***** GIVEN TEXT

SEVERE hypercapnia, muscle rigidity, hyperthermia, and rhabdomyolysis characterize malignant hyperthermia (MH) in fulminant form. 1However, during cardiac operations using cardiopulmonary bypass (CPB), typical symptoms of MH may not be present. We observed a patient undergoing aortic valve replacement, in whom severe postoperative rhabdomyolysis and arrhythmias developed after treatment with enoximone during CPB and cardioplegic arrest. Subsequently, in vitro  contracture testing showed that the patient was susceptible to MH.

A 48-yr-old man (weight, 92 kg; height, 169 cm) was scheduled to undergo aortic valve replacement. Family history was unremarkable. No allergies to medications were known. There was no history of surgery or anesthesia. Enalapril (Pres; Boehringer, Ingelheim, Germany) 10 mg/day was the only preoperative medication. Laboratory data were normal except for a γ glutamate transferase of 41 U/l (normal, < 28). Creatine kinase (CK) concentration was 53 U/l.

The patient received 2 mg flunitrazepam (Rohypnol; Hoffmann LaRoche, Basel, Switzerland) orally the evening before surgery and another 2 mg flunitrazepam and 0.3 mg clonidine (Catapresan; Boehringer) orally on the morning of surgery. Anesthesia was induced using 1 mg/kg intravenous propofol (Disoprivan; Zeneca, Plankstadt, Germany) and 25 μg intravenous sufentanil (Sufenta; Janssen, Neuss, Germany), muscle relaxation was achieved using 0.2 mg/kg intravenous pancuronium bromide (Pancuronium; Curamed Schwabe, Karlsruhe, Germany).

Anesthesia was maintained using propofol (4 mg · kg−1· h−1) and sufentanil (0.5 μg · kg−1· h−1). The patient received 2 g cephazolin sodium (Gramaxin; Boehringer, Mannheim, Germany) intravenously. A membrane oxygenator (Quadrox; Jostra, Hirrlingen, Germany) was used together with a roller pump. The priming solution of CPB (1,600 ml) contained lactated Ringer’s solution, mannitol (15%), and sodium bicarbonate, and 5,000 IU unfractionated heparin (Heparin Braun; Braun Melsungen, Melsungen, Germany) and aprotinin (Antagosan; Behringwerke AG, Marburg, Germany). Standard CPB was established with a flow rate of 2.5 l · min−1· m−2, which was reduced during hypothermia to 2.0 1 · min−1· m−2at 34.2°C (rectal temperature). After implantation of a mechanical valve (Medtronic Hall; Medtronic, Minneapolis, MN), the ascending aorta was closed and the aortic cross-clamp removed. During reperfusion, the patient exhibited ST elevations, with maximal values of 12 mV in all leads. The left ventricle appeared to be ischemic and hypokinetic. A triple bypass was performed using saphenous grafts to the left anterior descending, first diagonal branch and the circumflex artery. The patient was then successfully weaned from CPB using a moderate dose of adrenalin (4 μg/min) and 50 mg enoximone (Perfan; Hoechst, Bad Soden am Ts., Germany). However, toward the completion of the operation, the urine became dark and the minute ventilation necessary to maintain normocapnia were increased from 8 to 14.2 l/min, whereas pH decreased to 7.19.

**********

● **WHAT TO DO**:
**1)** Using the case report, answer each question below.
(a) What was the patient's creatine kinase concentration before surgery?
(b) How much enoximone was given when the patient was weaned from CPB?
(c) To what value did the pH decrease toward the completion of the operation?
**2)** Reproduce the stretch of the case report from "A 48-yr-old man" through "was 53 U/l.".

***** DATA FOR REVIEW

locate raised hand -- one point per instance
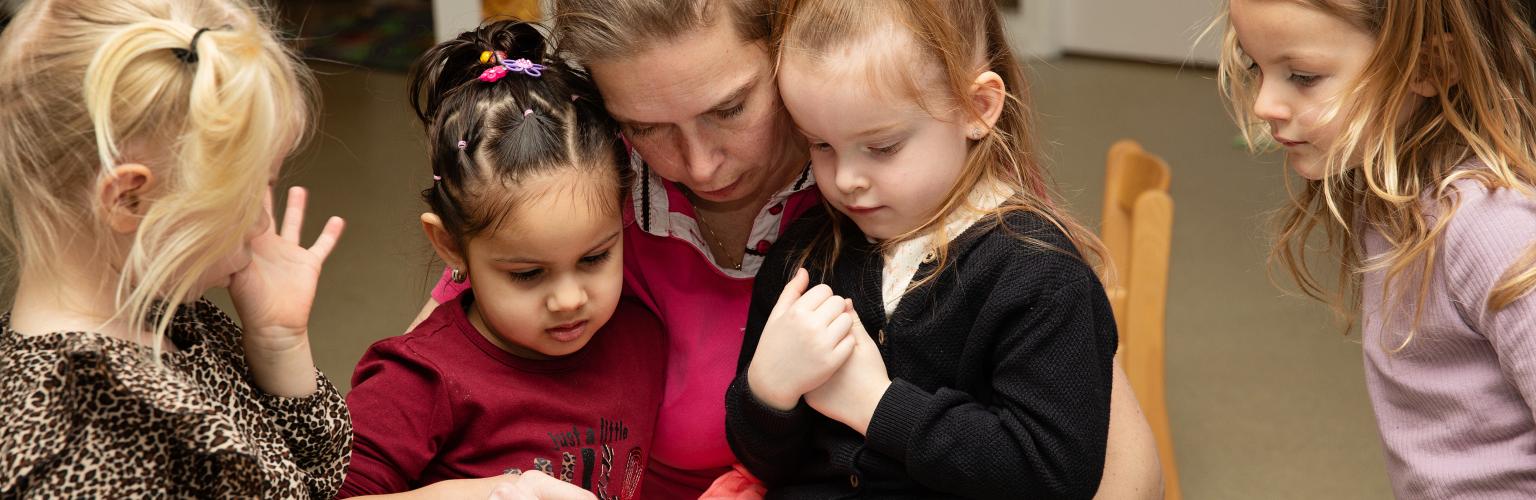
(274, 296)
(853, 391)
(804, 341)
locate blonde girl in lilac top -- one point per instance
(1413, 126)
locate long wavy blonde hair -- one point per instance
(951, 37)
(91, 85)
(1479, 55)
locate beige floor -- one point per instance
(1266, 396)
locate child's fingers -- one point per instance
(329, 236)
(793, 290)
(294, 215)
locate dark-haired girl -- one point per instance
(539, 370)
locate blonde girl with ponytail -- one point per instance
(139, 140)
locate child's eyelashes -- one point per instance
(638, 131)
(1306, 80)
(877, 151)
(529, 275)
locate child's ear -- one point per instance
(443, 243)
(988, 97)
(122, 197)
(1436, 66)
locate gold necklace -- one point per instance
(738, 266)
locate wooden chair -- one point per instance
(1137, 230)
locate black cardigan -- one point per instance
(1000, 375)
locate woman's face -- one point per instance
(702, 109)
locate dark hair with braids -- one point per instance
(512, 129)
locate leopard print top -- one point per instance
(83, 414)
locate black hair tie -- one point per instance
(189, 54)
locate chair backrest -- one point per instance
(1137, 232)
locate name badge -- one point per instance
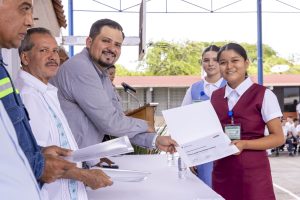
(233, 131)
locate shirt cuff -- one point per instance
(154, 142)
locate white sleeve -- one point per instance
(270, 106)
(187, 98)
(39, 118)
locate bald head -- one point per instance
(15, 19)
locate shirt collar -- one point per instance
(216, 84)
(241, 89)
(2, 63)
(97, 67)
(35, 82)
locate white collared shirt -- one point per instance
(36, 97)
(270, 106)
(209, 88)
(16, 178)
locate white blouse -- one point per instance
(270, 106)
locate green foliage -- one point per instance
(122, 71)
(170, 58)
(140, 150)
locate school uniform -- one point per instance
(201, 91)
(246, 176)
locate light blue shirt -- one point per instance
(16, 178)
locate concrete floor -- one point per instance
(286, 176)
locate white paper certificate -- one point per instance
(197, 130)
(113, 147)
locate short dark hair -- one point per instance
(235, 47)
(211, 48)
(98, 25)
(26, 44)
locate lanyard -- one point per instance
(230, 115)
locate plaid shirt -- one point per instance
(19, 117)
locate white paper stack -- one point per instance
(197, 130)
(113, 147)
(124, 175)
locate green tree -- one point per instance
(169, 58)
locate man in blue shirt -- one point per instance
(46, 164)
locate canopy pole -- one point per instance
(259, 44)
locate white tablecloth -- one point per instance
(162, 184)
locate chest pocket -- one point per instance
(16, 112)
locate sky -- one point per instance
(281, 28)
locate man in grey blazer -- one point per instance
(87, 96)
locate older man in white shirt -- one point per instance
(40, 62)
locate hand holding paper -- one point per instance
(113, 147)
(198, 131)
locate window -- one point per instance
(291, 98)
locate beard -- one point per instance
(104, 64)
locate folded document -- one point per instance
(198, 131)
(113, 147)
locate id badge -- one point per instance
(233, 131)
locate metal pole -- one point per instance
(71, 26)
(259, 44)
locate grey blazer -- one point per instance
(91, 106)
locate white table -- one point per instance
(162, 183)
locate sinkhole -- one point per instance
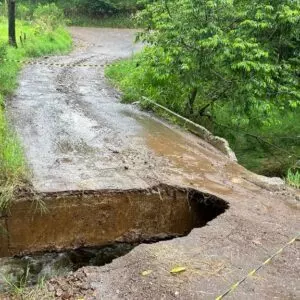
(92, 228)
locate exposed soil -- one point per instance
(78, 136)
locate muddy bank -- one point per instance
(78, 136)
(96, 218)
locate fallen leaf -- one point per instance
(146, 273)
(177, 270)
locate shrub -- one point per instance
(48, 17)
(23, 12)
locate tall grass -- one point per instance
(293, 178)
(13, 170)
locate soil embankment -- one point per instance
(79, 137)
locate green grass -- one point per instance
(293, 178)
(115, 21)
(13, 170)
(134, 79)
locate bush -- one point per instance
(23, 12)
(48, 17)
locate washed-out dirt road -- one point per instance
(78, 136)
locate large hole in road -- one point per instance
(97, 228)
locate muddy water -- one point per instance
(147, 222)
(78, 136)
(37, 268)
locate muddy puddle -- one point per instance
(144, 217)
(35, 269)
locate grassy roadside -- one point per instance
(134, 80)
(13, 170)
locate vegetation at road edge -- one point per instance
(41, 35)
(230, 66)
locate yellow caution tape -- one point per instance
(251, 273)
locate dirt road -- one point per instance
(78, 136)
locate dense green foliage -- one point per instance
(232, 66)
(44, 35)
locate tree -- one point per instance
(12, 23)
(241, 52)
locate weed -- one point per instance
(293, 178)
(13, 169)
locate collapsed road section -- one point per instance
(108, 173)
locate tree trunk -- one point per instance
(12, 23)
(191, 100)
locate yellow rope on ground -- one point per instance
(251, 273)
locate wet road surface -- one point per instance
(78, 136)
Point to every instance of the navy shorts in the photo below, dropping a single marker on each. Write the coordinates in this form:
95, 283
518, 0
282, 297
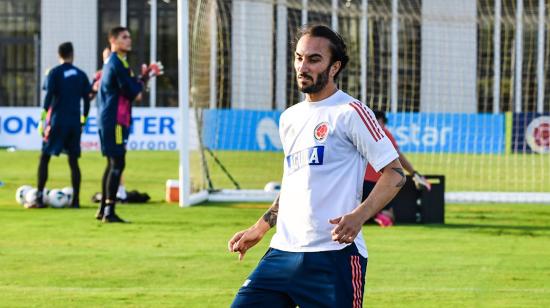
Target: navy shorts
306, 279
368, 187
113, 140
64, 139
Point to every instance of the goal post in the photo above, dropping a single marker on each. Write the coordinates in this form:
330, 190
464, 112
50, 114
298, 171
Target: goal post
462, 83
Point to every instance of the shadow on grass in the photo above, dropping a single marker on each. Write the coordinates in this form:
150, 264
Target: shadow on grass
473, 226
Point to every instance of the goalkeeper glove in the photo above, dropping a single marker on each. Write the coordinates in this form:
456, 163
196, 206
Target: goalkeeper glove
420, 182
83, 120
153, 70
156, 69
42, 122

**********

● **YOUR RESPONSES**:
**1)**
(a) 53 U/l
(b) 50 mg
(c) 7.19

**2)**
A 48-yr-old man (weight, 92 kg; height, 169 cm) was scheduled to undergo aortic valve replacement. Family history was unremarkable. No allergies to medications were known. There was no history of surgery or anesthesia. Enalapril (Pres; Boehringer, Ingelheim, Germany) 10 mg/day was the only preoperative medication. Laboratory data were normal except for a γ glutamate transferase of 41 U/l (normal, < 28). Creatine kinase (CK) concentration was 53 U/l.